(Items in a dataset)
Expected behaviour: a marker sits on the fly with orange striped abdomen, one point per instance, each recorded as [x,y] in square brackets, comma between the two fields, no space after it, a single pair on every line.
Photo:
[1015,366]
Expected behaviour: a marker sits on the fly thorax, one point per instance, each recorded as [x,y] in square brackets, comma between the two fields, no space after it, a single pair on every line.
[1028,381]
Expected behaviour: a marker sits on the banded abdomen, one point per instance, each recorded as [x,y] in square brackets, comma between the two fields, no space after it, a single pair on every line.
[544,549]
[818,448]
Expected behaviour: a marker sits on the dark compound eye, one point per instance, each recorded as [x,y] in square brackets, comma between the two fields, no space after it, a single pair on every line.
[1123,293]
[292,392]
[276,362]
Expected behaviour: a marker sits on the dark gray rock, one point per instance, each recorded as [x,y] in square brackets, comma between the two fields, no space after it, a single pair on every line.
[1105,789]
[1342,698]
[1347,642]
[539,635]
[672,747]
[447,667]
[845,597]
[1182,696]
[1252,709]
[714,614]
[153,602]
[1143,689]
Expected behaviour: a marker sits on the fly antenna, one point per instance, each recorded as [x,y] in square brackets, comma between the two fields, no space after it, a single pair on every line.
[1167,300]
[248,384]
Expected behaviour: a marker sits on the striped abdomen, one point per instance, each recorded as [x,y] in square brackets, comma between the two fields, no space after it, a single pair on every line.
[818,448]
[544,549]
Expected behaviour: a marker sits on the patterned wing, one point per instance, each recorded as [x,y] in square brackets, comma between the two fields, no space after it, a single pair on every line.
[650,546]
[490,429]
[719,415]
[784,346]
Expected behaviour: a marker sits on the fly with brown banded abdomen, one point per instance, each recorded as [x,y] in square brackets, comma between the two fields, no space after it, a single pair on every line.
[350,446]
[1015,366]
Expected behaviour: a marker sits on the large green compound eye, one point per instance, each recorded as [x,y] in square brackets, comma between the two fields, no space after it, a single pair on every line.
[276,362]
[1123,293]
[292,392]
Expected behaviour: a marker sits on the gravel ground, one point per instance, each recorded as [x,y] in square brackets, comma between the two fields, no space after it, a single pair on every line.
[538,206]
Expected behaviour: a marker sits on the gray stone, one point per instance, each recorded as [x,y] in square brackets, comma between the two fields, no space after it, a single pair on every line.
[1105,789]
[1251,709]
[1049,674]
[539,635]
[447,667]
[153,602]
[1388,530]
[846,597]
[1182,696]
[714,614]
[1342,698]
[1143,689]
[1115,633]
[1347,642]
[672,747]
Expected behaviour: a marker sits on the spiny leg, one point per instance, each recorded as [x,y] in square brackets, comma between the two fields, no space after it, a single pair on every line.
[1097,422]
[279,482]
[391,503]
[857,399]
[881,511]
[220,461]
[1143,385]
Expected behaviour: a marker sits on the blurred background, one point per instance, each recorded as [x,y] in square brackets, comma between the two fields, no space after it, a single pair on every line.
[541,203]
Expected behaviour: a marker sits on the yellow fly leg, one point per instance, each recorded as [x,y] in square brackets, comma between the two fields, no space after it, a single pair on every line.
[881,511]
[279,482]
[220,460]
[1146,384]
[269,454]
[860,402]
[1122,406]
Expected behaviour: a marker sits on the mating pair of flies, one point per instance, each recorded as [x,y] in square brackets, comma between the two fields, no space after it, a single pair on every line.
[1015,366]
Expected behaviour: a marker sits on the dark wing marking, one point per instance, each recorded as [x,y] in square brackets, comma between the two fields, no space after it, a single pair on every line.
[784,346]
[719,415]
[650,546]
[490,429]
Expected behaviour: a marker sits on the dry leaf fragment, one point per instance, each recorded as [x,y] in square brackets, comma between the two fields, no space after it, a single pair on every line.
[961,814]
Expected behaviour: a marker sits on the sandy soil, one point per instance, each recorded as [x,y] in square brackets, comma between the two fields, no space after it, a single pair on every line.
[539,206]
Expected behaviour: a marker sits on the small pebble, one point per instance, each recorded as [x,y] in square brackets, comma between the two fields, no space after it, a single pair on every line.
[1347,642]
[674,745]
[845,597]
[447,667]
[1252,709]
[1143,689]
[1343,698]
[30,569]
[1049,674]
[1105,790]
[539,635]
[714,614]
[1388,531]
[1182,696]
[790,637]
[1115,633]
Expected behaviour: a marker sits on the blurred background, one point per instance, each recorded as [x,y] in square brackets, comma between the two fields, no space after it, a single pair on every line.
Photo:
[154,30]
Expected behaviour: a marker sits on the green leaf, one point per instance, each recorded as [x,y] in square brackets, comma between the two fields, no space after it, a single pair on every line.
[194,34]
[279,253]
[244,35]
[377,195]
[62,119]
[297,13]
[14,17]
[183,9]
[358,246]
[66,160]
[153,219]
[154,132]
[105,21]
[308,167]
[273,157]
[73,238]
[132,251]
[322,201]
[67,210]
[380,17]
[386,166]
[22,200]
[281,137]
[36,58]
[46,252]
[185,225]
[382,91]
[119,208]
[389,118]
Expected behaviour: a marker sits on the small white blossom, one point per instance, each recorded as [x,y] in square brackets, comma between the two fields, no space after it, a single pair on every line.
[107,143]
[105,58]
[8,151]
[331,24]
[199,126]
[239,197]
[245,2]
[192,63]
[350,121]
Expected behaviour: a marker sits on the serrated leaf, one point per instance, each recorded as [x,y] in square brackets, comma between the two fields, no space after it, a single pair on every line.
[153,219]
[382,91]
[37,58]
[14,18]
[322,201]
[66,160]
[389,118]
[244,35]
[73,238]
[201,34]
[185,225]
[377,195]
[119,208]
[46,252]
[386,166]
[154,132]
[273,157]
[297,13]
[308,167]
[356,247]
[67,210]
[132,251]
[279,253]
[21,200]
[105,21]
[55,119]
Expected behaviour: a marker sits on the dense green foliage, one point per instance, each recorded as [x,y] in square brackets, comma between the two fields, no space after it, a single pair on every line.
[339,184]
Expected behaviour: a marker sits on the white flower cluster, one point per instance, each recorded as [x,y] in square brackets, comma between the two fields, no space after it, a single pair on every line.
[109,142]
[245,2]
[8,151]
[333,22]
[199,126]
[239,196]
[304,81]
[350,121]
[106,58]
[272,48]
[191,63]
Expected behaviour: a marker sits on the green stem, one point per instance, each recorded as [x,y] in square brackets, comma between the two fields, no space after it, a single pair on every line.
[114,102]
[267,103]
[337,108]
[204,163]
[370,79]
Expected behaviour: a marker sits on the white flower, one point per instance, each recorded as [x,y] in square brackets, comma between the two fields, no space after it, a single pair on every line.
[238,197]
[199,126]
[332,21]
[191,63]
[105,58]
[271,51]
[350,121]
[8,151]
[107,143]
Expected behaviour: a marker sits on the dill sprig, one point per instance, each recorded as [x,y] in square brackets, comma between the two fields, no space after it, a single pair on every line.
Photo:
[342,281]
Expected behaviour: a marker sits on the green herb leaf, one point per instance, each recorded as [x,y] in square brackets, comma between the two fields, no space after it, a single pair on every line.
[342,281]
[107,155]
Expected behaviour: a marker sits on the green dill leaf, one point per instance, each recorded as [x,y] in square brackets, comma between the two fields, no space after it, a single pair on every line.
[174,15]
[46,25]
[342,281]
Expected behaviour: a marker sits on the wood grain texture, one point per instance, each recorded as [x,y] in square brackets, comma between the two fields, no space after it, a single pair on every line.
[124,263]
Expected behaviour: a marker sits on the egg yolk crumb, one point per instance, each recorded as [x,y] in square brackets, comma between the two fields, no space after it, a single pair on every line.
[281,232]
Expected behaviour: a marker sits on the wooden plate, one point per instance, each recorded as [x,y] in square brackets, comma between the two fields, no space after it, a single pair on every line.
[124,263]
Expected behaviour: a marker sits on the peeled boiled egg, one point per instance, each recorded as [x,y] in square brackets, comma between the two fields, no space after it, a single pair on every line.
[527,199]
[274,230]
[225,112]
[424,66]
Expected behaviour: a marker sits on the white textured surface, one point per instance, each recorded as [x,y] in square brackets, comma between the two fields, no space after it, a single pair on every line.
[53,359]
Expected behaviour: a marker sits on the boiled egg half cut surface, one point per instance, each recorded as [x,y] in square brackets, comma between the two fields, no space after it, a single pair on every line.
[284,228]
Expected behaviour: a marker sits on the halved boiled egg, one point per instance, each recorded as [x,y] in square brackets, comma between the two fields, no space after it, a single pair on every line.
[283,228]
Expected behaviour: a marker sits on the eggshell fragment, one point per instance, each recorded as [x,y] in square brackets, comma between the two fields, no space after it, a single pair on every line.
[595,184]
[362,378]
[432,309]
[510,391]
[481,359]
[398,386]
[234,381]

§ Task statement:
Output the lines word for word, starting at the line with "Expected behaviour: a marker sits on the boiled" and continuing through the final line, with both included.

§ Solution:
Expected behaviour: a marker sits on the boiled egg half cut surface, one point per instance, each recorded as [x,y] in square brackets, comma between the two fields, no space after it, a single pair on every line.
[284,228]
Expected behaviour: a marker sits on the halved boiled egg, one point per instance, each recorded as [x,y] in square brackets, comma between the two fields, no space after it, a single pair on every line.
[283,228]
Expected behaviour: a marker sits on the eggshell fragment, one point per instance, each recorded as [x,y] in square brackets, comma between the two fields, no space after it, a single pair on every line.
[595,184]
[362,378]
[432,309]
[510,391]
[481,359]
[398,386]
[234,381]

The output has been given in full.